◆ **TASK TO CARRY OUT**
Please count the lines in the entries below that contain the word "railing". Reply with that number alone.
++++ RECORDS TO USE
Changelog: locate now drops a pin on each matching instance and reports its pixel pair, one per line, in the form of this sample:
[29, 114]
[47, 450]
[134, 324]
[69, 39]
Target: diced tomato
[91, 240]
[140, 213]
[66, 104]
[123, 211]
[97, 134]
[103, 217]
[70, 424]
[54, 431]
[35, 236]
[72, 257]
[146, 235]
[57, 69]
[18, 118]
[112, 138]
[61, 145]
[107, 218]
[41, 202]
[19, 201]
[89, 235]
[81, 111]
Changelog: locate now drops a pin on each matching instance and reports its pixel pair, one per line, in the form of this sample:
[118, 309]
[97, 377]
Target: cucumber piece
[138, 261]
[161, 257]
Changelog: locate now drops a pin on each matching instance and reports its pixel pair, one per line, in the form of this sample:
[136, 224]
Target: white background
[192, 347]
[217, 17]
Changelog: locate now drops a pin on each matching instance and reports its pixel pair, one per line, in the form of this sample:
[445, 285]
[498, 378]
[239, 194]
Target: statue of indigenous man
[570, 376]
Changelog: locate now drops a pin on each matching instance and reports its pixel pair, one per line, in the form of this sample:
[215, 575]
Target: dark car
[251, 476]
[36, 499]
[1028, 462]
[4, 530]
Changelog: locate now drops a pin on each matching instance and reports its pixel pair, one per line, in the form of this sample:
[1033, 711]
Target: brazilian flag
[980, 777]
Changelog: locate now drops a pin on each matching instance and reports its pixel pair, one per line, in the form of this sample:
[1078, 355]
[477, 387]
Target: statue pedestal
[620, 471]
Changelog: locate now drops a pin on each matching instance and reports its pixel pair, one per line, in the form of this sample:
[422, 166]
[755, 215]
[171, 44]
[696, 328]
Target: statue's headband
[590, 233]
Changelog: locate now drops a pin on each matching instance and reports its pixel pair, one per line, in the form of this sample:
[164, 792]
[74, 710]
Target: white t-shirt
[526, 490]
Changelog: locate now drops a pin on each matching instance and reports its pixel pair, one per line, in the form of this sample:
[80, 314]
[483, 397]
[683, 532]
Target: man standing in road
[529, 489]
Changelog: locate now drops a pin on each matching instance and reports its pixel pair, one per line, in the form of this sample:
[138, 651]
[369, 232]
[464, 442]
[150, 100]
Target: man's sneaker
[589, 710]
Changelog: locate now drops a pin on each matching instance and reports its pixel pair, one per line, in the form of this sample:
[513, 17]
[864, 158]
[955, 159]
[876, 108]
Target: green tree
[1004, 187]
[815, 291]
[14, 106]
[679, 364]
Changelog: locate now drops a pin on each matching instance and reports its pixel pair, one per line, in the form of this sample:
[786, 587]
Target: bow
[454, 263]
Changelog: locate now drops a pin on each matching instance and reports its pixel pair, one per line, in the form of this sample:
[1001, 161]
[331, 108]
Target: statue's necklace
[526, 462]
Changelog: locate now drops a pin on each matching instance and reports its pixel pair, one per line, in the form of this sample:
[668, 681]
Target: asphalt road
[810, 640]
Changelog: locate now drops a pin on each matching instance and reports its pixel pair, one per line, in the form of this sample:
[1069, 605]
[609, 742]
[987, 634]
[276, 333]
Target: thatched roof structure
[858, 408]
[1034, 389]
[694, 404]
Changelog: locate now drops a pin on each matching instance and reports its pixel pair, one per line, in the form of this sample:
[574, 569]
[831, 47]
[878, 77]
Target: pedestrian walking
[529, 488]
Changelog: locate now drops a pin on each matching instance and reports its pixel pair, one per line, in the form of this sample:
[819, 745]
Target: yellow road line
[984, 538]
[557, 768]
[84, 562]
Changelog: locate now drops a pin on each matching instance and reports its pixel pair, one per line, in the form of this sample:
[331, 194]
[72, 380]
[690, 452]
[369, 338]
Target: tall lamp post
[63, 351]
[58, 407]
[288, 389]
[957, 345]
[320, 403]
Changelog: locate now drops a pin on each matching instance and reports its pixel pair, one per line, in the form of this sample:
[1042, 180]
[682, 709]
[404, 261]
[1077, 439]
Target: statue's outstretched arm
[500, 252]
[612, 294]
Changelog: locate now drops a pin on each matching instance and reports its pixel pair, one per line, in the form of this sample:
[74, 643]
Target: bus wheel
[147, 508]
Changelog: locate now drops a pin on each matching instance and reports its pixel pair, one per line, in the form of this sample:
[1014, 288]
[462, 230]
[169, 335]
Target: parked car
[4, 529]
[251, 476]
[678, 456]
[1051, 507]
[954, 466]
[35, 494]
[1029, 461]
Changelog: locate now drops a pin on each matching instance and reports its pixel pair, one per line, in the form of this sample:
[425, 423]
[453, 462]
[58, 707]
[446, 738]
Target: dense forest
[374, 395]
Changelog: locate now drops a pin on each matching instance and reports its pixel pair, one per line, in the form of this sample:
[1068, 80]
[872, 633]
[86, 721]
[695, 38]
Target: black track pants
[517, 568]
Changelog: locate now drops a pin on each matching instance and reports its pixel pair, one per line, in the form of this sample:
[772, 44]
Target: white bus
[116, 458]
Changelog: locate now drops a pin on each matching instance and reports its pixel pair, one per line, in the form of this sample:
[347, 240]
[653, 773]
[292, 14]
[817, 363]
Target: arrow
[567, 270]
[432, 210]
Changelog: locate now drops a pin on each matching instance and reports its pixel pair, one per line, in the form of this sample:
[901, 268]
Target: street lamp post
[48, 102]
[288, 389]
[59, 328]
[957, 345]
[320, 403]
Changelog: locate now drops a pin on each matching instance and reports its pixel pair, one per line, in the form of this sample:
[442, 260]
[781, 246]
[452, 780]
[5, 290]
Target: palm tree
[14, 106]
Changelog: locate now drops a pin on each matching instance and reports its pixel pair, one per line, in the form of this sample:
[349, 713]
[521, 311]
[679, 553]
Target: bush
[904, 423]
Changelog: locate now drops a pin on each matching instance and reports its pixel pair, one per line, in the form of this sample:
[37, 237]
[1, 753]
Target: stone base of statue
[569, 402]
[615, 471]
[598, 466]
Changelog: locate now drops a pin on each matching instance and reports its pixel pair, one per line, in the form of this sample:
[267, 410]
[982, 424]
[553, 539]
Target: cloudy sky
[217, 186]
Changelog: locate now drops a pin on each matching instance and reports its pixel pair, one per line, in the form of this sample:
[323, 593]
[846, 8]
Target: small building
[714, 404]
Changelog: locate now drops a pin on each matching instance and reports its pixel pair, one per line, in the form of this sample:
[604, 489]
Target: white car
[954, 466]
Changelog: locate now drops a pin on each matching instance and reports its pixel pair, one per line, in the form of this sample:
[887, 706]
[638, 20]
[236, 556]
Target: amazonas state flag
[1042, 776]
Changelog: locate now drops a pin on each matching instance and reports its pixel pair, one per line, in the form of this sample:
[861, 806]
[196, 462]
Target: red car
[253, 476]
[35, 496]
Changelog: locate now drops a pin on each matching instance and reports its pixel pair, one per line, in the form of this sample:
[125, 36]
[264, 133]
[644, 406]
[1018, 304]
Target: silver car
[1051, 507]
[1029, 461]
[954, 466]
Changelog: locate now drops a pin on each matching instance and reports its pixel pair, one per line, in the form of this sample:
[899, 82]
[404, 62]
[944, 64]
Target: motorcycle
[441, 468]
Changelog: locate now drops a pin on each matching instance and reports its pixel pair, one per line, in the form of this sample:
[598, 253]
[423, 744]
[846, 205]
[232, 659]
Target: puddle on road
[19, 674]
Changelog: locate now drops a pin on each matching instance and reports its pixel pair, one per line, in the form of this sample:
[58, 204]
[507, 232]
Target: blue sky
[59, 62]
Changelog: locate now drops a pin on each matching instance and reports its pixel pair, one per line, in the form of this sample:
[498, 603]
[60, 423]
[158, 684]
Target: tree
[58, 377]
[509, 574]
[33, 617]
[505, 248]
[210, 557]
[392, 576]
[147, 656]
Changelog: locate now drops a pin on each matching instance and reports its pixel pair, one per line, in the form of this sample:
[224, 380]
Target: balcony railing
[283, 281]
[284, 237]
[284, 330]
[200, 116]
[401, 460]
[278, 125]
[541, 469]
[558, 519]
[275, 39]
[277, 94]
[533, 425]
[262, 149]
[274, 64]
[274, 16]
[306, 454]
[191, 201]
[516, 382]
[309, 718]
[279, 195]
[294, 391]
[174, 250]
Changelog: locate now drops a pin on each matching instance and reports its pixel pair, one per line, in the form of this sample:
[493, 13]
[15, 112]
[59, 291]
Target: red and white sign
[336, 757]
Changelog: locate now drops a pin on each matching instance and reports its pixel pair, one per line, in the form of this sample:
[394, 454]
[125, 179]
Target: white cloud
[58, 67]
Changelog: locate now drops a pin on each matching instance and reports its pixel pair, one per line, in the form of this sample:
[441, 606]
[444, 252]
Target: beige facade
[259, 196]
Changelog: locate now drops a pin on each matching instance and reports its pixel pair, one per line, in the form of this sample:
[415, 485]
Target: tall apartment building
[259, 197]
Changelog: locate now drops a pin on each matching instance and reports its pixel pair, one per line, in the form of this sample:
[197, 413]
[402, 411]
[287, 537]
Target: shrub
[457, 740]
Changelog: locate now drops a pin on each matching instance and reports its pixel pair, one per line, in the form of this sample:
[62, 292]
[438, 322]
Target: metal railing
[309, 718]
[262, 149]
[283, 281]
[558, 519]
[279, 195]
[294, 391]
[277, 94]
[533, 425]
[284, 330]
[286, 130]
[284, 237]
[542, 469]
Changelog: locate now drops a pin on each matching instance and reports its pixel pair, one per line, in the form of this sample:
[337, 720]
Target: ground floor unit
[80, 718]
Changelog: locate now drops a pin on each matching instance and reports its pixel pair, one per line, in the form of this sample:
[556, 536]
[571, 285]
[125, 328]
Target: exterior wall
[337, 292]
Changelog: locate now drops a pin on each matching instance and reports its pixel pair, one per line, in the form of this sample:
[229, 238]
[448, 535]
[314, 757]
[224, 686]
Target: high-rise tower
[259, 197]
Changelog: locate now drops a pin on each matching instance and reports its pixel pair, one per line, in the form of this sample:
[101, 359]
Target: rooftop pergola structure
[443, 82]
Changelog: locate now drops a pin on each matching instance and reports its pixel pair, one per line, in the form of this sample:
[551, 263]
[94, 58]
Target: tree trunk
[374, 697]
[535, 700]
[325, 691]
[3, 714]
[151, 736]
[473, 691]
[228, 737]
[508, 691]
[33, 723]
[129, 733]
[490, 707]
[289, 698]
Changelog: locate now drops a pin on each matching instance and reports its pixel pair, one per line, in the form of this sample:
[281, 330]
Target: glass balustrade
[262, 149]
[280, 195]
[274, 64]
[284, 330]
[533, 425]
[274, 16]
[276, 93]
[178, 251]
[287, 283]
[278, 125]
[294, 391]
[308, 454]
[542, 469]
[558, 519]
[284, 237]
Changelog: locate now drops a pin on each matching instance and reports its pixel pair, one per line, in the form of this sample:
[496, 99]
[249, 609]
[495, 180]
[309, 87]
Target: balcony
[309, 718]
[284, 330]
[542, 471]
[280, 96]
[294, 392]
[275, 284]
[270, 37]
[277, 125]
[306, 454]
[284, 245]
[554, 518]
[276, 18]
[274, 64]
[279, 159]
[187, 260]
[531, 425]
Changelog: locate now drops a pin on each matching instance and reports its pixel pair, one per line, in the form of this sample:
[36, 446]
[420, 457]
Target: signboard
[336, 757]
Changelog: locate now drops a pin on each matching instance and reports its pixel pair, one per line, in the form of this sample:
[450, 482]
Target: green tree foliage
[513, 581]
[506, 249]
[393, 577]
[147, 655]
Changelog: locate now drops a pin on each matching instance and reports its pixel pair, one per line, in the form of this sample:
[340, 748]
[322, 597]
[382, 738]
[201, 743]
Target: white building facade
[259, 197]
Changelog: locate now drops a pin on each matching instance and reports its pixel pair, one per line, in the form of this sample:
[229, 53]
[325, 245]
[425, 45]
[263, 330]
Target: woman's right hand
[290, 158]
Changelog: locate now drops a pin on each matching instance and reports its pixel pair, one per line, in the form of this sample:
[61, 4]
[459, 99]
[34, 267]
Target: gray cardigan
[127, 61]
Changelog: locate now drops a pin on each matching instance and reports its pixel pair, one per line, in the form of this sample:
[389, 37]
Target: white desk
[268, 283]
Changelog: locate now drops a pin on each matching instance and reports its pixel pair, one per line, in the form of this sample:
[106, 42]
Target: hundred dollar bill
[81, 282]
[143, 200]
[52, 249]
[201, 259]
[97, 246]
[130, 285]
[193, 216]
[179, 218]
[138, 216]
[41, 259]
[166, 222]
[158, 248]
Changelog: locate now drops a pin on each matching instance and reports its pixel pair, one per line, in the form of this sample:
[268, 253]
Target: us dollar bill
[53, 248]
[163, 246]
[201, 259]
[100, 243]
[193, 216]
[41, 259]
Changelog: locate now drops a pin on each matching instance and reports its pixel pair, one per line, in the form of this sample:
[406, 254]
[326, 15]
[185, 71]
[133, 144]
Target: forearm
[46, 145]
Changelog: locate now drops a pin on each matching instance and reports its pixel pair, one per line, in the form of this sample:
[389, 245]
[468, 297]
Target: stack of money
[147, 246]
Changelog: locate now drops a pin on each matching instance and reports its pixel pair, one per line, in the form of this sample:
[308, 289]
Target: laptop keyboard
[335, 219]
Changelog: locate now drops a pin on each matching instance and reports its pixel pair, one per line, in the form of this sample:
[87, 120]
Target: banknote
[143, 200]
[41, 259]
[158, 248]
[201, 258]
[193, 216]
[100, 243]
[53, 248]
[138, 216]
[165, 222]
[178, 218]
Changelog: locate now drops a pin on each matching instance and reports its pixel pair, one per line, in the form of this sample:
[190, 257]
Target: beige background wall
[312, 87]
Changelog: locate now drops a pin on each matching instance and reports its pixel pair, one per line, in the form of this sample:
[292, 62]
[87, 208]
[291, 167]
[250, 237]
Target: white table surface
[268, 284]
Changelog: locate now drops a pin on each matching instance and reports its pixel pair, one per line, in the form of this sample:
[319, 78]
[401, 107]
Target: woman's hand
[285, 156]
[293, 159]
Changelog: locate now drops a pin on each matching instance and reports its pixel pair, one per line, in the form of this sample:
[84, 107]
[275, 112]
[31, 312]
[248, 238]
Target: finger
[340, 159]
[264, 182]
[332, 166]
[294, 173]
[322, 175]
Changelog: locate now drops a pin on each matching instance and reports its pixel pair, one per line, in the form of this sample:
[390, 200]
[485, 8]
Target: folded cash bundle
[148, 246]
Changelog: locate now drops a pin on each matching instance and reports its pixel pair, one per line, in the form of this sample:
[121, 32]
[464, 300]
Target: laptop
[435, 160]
++++++++
◆ **OUTPUT OF THE TASK**
2